** Start Page extract **

The UK food & drink industry is a major growth sector, generating an annual turnover of £104 billion and an estimated export market exceeding £23 billion. Recent figures quoted by Scotland Food & Drink highlight that approximately two thirds of food produced in Scotland is exported to the EU. Combining that with whisky and other drink exports, the annual value of Scottish food and drink exports to the EU is approximately £2.5 billion.
Clearly, a key driver for sustained growth is ready access to the EU market. While the food and drink sector continues to thrive, the prospect of a no-deal Brexit presents significant challenges. Although now pushed back into the new year (exit currently expected for 31 January 2020), the UK’s anticipated withdrawal from the EU is already having impacts on many businesses. Let’s look at the changes Brexit would require to product labelling and outline some of the proactive measures businesses can take to mitigate the impact of a possible no-deal Brexit.
EU food labelling rules apply to all food placed on the EU market, independently of its place of production. More specifically, EU law governing the provision of consumer information on food products (including labelling compliance) is primarily contained in Regulation 1169/2011/EC on the Provision of Food Information to Consumers (“FIC”).

** End Page extract **
** Start Records supplied **

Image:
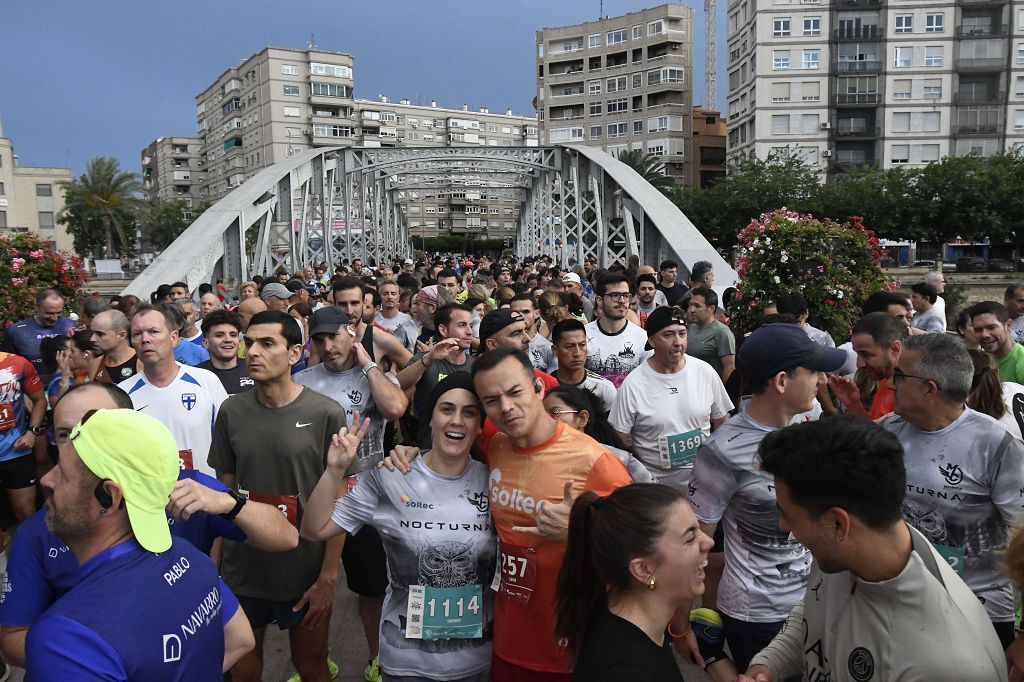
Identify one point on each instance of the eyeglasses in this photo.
(898, 376)
(558, 412)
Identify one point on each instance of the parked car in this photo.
(971, 265)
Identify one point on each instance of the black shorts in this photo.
(262, 612)
(366, 563)
(18, 472)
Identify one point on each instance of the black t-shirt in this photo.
(616, 650)
(673, 293)
(235, 380)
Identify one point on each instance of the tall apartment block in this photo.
(281, 101)
(171, 170)
(876, 82)
(621, 83)
(31, 200)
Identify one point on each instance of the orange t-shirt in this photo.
(521, 480)
(884, 399)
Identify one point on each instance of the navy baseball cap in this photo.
(781, 346)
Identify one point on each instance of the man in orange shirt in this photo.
(537, 466)
(878, 338)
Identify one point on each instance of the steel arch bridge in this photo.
(328, 204)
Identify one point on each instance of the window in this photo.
(810, 91)
(808, 123)
(616, 37)
(616, 130)
(617, 105)
(338, 71)
(900, 154)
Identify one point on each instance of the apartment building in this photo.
(31, 199)
(876, 82)
(171, 170)
(621, 83)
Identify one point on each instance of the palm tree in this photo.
(649, 168)
(108, 195)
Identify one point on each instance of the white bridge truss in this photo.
(328, 204)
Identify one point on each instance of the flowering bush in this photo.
(28, 264)
(835, 266)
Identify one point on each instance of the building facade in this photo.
(621, 83)
(282, 101)
(31, 199)
(876, 82)
(171, 170)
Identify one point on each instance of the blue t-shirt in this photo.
(41, 568)
(133, 614)
(23, 339)
(189, 353)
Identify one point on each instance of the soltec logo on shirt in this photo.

** End Records supplied **

[Brief A]
In the Brexit labelling article, which regulation primarily contains EU law on providing food information to consumers?
[Brief B]
Carry the Brexit labelling article forward from its last sentence.
The entries aren't needed here.

[Exercise result A]
Regulation 1169/2011/EC on the Provision of Food Information to Consumers ("FIC").

[Exercise result B]
On 19 December 2018 the UK Department for Environment and Rural Affairs (‘DEFRA’) published a guidance paper titled ‘Producing and labelling food if there’s no Brexit deal’ (the “Food Labelling Technical Notice”), which inter alia outlined proposals that would enable food business operators (“FBOs”) to continue to allow food showing an EU address to be placed on the UK market for a period of six months after a no-deal Brexit.
However, the Food Labelling Technical Notice was withdrawn on 1 March 2019. The replacement DEFRA guidance was first published on 5 February 2019 and was most recently updated on 23 August 2019. That guidance is titled ‘Food and drink labelling changes if there's a no-deal Brexit’ (the “DEFRA Food Labelling Guidance”. The DEFRA Food Labelling Guidance is separated into: (i) goods to be exported from the UK to the EU; and (ii) goods sold in the UK.
One of the significant changes in the updated DEFRA Food Labelling Guidance is a longer 21-month transition period to apply to labelling changes for EU products sold in the UK from exit day (currently 31 January 2020). The intention is to provide FBOs with a practical and reasonable grace period to implement appropriate labelling changes for EU labelled goods that are placed on the UK market. It should be noted that these proposals are not legally binding and remain subject to approval by the UK’s devolved administrations, which have competence over the labelling of food and drink products. It should also be noted that to date the European Commission has not committed to any equivalent transition period.
A high level summary of the anticipated no-deal labelling changes and relevant transition periods applicable to both UK imports and exports are presented in the Appendix to this article.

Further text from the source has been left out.